SOURCE EXTRACT:
'''

Some people might incorrectly tell you that the Col de l’Iseran is the highest pass in Europe. It’s not. It is however, the highest paved pass in the Alps and at 2770m, that’s high enough for us. High enough in fact, for us to have decided not to go over it.
One week before we crossed from Italy into France we decided to take one of the lower and quicker routes over the Alps involving only 1 pass of 1854m. One day before the cycle we were told that the pass we were planning to take was nice, and it was easier and quicker, but you were not REALLY in the mountains. It dawned on us that pretty soon we’d be in the Netherlands where not only were there no mountains but we’d be living below sea level. We changed our plans and decided to go over one pass of 2083m (Mont Cenis) followed by the Col de l’Iseran (2770m). It was a great decision.
The climb to the top of Iseran was relatively short but brutal. Hardened cyclists in full Tour de France spandex and carbon fibre bicycles would literally applaud us on their way up. Dragging 40-50kg of bike and luggage up the mountain meant we were so slow that the same cyclists would applaud us again on their way down. It was one of the toughest climbs we have done on this whole trip but the rewards were spectacular. The scenery at the top and on the long downhill were breathtaking.
Although this wasn’t the highest point that we had cycled on this trip, it would certainly be the highest point for the rest of this trip. Standing at the top it really felt like our journey was nearing its conclusion. The beginning of the end, so to speak. It wouldn’t of course be “all downhill from here”, neither literally nor metaphorically. There would be many more ups and downs to come but the trip would be over soon. Many people have asked us how it feels to be nearing the end. It is of course a strange feeling to know that after almost 2 years of cycling we’ll soon be going back to “normal” life. However, I’m not sad. I’m excited. Right now, arriving home is something I think about all the time and I can’t wait. Don’t get me wrong, I’m still loving the trip and still enjoying all the exciting things that are happening along the way, but there is something romantic about finishing the trip by cycling into your own house that I can’t wait for. Especially at the thought of finally seeing friends and family. Unfortunately the Corona virus quarantine rules won’t really allow the fully imagined Hollywood ending reunion but that’s ok. It’s about time Frouke and I had a dose of real life. 14 days of quarantine, stuck in my parents house doesn’t sound too bad. I could do with a change anyway.

'''

WHAT YOU SHOULD DO:
Answer these from the Col de l'Iseran account:
1. What elevation does the account give for the Col de l'Iseran?
2. Which pass of 2083m did they cross before the Col de l'Iseran?
3. How many days of quarantine does the writer expect at their parents' house?

DATASET EXTRACT:
'''

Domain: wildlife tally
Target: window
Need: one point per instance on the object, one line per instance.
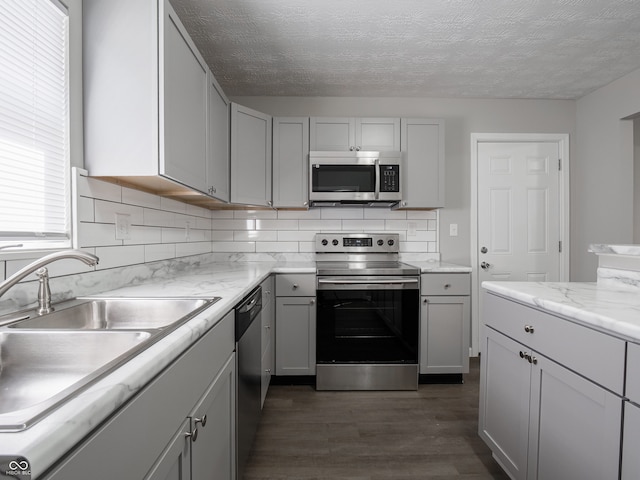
(34, 124)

'''

REPLY TO THE EXERCISE:
1. 2770m
2. Mont Cenis
3. 14 days